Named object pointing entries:
------------------------------------------------------------------------
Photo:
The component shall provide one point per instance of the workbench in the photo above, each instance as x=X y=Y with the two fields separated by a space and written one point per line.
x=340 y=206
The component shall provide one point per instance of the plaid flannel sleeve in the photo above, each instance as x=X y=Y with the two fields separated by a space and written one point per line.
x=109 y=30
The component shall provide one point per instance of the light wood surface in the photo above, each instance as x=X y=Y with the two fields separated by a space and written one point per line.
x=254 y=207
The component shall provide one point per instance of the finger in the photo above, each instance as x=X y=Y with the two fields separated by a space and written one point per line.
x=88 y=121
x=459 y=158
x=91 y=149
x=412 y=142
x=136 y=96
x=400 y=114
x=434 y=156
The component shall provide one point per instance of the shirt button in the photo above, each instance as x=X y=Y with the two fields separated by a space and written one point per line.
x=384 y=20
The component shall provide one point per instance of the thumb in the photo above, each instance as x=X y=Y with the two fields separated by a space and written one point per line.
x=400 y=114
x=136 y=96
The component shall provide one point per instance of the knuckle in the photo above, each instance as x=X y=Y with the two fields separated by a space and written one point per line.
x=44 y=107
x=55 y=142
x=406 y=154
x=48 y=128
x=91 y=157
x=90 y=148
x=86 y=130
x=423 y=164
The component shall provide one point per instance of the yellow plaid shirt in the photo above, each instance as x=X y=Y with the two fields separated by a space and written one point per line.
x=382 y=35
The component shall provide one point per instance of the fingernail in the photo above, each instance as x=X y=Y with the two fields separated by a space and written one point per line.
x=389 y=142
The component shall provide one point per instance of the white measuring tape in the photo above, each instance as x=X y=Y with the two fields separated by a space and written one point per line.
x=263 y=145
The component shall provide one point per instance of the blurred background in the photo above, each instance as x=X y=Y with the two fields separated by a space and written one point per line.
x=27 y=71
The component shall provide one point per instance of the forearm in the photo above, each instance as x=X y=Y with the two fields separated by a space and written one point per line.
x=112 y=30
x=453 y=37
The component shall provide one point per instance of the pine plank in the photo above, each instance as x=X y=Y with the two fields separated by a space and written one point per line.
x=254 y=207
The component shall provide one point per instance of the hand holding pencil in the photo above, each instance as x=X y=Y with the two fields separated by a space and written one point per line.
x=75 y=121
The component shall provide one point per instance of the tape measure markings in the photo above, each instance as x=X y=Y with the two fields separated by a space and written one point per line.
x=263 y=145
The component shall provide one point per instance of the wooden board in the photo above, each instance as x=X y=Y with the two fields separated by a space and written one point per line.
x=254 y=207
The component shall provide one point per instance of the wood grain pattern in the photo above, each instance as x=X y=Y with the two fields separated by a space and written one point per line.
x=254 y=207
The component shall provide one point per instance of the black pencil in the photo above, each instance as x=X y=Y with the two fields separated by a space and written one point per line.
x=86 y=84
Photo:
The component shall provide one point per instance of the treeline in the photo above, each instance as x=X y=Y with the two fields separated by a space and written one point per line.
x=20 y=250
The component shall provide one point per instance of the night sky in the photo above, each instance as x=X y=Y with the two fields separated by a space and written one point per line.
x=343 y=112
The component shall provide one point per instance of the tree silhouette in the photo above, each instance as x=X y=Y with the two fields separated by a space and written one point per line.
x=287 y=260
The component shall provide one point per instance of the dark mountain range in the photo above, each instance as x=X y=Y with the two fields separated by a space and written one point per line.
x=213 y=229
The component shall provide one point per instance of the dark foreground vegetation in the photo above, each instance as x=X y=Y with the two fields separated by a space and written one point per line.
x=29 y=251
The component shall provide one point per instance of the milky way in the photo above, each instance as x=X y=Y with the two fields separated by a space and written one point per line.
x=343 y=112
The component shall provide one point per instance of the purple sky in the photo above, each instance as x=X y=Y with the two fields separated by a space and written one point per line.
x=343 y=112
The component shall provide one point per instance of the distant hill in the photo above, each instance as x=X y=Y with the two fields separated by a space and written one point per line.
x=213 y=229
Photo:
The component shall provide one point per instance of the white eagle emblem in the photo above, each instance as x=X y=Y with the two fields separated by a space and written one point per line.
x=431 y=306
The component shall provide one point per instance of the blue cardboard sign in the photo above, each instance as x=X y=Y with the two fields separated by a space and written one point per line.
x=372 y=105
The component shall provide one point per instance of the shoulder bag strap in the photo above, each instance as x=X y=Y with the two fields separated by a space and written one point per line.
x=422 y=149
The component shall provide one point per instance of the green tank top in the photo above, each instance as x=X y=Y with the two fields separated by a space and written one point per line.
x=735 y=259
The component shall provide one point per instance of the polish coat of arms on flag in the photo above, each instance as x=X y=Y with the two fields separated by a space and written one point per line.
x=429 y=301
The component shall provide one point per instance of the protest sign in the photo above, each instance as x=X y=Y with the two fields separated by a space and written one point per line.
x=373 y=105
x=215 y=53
------------------------------------------------------------------------
▶ **SHORT EXERCISE**: Nothing but the lines from the one with "The component shall provide one point per instance of the purple" through the end of the data above should be repeated, each exactly as it stands.

▶ **TASK OUTPUT**:
The component shall provide one point per instance of the purple sky in the photo above, each instance as x=X y=Y with the two fields separated by a space and written one point per line.
x=343 y=112
The component shall provide one point per instance of the distant hill in the photo above, each instance as x=X y=Y with the two fields separated by a space and written one point per line.
x=213 y=229
Photo:
The component shall provide one point per instance of the white eagle emblem in the photo above, each instance as x=X y=Y with the two fields separated by a space and written one point per line.
x=431 y=306
The component shall provide one point per instance of the blue cardboard sign in the photo above, each instance as x=X y=Y with the two fields separated by a space and written one point per line.
x=372 y=105
The component shall provide one point per instance of the shoulder bag strap in the photo above, each instance as x=X y=Y with the two fields separated by a space and written one point per line.
x=422 y=149
The component shall provide one point per instance of the green tank top in the photo above, each instance as x=X y=Y with the two fields separated by a space and written one point per line.
x=735 y=259
The component shall provide one point per instance of the polish coat of arms on flag in the photo above, each instance as x=X y=Y with the two fields separated by a space and written one point per line.
x=429 y=301
The component shall provide one point per instance of the protest sign in the photo above, each instance as x=X y=Y with the two fields separated by a space and written one point per line.
x=373 y=105
x=215 y=53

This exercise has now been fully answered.